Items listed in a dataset
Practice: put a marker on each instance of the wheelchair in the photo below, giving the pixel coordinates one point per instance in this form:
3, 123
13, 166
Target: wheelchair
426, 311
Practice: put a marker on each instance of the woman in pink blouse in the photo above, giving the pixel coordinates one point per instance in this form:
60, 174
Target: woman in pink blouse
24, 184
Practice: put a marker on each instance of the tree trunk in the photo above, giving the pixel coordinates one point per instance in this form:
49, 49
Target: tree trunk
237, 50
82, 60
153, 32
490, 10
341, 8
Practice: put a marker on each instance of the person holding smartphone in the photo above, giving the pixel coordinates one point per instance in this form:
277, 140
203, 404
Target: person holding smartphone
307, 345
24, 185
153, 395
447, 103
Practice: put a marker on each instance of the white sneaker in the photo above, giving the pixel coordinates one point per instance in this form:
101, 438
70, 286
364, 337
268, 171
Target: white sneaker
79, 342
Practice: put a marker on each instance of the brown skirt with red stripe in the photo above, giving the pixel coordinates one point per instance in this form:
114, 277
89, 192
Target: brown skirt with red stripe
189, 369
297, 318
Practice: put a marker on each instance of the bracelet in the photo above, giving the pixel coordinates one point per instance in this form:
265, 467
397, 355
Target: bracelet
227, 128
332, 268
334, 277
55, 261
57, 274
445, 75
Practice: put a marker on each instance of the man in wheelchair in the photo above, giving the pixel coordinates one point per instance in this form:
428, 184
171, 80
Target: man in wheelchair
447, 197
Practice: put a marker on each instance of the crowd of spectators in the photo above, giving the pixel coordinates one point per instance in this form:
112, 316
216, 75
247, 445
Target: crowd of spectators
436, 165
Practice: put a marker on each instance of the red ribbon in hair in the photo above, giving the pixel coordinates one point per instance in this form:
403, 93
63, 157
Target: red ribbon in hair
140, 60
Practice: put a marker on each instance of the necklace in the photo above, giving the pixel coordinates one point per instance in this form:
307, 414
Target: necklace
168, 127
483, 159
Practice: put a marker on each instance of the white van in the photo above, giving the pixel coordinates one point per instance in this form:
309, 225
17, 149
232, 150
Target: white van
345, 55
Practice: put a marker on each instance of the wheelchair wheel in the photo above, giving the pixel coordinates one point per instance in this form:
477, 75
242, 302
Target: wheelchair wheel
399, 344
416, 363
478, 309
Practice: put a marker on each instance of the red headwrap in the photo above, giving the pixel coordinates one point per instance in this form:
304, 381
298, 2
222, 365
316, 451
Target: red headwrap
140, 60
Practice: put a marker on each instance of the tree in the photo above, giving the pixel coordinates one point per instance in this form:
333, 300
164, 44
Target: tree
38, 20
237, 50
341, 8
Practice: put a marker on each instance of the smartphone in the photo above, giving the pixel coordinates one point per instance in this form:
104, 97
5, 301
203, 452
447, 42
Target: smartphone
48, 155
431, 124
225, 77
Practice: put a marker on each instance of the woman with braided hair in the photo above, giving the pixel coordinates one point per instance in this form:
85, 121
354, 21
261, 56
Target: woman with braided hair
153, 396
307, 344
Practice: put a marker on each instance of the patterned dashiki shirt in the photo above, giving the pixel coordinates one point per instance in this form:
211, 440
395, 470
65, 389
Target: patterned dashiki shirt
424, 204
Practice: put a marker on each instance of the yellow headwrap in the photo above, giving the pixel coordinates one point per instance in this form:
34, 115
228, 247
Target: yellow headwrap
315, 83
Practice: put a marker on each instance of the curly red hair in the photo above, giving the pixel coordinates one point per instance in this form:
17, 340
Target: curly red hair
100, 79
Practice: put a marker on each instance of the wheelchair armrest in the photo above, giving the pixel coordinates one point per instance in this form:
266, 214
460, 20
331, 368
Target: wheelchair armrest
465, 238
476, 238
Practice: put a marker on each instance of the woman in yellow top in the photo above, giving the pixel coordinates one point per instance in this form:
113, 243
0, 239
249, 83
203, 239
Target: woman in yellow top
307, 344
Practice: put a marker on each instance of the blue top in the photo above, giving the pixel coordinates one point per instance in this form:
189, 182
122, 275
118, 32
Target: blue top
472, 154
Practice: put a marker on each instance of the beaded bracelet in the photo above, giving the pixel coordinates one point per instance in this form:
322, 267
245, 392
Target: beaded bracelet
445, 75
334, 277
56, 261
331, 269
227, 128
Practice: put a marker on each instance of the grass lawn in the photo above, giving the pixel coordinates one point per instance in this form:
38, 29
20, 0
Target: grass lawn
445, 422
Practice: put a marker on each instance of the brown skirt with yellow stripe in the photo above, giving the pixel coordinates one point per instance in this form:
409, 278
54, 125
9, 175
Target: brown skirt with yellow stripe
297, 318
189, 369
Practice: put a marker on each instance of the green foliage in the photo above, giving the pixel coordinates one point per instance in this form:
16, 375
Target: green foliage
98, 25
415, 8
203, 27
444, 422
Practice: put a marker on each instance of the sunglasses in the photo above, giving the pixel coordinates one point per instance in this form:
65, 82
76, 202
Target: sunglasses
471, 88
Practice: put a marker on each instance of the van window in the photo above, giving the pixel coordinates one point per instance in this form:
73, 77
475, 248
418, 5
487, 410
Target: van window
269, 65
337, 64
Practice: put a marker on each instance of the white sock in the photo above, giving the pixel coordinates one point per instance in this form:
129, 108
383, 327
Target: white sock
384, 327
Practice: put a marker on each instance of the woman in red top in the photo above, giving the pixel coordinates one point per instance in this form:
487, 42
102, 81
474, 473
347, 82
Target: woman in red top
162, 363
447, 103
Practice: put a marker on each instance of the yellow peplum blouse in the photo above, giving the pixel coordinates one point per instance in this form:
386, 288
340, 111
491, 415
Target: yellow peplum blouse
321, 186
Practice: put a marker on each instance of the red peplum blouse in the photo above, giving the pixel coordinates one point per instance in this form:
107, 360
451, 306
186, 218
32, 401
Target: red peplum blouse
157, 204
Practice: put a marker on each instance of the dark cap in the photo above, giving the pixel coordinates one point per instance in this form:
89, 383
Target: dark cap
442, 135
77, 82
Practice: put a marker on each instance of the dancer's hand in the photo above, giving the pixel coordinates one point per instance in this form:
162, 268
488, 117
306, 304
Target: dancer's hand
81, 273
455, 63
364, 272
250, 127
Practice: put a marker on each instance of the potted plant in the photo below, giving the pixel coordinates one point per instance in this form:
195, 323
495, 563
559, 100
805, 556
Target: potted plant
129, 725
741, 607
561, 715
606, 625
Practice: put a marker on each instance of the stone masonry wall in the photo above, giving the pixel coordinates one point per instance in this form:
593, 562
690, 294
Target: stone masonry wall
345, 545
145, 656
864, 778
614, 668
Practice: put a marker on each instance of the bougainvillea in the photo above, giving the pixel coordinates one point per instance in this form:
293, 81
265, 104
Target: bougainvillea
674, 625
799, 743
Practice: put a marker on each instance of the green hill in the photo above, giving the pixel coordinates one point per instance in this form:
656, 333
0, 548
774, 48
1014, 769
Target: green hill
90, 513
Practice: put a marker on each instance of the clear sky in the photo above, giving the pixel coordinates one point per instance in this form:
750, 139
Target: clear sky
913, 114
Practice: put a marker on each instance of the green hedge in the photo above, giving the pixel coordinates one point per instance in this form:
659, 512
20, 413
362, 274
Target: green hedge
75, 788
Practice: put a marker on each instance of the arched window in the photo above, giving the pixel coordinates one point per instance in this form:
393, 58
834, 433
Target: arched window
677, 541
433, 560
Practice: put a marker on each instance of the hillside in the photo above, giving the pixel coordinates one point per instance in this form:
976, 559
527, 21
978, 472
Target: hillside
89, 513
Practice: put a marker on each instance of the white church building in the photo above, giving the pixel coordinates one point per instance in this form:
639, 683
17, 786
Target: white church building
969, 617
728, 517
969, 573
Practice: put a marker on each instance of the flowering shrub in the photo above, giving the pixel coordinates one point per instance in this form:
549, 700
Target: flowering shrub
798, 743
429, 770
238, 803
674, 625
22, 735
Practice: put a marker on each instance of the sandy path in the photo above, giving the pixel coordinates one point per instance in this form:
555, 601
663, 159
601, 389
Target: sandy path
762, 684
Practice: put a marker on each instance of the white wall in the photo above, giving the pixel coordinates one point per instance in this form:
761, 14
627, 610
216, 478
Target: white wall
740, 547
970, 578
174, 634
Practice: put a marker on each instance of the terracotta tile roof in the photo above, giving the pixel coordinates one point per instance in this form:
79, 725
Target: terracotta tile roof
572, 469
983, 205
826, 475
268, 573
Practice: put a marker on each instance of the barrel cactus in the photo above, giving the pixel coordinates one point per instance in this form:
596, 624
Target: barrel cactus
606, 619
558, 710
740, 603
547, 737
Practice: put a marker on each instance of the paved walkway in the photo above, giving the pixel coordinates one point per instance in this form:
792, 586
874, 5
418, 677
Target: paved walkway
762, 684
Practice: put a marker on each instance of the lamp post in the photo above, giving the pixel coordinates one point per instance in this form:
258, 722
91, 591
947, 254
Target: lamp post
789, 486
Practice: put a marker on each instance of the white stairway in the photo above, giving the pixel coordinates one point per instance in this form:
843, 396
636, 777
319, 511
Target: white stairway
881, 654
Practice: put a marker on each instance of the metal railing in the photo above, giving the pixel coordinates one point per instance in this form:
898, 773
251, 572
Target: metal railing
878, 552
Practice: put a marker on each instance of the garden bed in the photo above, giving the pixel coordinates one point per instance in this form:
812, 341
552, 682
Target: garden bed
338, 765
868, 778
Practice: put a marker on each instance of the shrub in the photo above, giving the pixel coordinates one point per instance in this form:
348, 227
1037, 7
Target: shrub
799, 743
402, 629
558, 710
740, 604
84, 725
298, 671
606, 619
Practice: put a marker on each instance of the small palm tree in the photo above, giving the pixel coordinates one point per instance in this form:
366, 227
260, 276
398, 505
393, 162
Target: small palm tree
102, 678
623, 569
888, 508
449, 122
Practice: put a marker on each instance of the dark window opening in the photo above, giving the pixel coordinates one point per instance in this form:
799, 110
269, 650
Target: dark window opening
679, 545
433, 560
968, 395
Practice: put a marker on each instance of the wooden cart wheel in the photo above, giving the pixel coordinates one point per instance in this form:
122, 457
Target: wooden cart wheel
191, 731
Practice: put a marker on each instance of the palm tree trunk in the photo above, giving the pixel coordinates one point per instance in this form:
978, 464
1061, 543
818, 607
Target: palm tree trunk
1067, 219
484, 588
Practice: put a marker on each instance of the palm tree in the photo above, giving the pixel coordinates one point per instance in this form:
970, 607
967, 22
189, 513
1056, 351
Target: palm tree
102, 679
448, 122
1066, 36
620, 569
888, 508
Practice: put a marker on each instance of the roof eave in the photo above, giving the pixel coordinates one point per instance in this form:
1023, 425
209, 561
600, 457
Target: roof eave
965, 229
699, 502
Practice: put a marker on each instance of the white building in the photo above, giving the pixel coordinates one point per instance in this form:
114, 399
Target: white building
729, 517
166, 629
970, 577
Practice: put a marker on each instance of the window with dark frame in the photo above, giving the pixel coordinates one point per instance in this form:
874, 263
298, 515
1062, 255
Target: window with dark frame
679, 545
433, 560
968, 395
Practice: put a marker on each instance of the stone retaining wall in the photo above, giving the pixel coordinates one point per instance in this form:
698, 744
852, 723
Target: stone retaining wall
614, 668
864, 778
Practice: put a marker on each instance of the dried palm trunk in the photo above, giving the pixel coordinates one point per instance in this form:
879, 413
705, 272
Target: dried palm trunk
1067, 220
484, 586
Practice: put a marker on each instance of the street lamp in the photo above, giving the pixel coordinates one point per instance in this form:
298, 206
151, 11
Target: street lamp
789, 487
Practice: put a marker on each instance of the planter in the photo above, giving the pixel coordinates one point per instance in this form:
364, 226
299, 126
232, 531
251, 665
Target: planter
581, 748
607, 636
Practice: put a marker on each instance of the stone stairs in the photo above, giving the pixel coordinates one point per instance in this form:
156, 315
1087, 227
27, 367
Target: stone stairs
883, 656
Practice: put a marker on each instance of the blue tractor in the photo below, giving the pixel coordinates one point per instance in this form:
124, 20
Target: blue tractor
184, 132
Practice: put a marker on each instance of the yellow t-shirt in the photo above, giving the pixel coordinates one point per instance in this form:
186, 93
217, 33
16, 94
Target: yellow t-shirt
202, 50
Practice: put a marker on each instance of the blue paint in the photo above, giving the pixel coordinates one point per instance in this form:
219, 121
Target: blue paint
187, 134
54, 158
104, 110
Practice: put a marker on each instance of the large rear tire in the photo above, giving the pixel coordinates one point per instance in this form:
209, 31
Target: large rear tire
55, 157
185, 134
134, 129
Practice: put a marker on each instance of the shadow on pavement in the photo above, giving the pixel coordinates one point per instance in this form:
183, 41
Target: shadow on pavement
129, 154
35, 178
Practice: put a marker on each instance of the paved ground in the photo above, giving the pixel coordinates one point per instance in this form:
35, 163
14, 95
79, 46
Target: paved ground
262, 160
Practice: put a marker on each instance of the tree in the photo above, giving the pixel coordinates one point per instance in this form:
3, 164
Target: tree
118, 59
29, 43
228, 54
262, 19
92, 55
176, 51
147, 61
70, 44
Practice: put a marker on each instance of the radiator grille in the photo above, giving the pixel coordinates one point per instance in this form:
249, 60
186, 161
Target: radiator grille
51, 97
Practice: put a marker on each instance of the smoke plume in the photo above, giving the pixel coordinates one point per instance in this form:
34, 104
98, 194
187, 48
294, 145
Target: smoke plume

Exercise objective: Copy out the lines of the records above in which the string "smoke" appears.

Result for this exercise:
Practice: put a marker on each instance of the smoke plume in the photo above, giving the pixel coordinates one point per instance in this form:
Target: smoke plume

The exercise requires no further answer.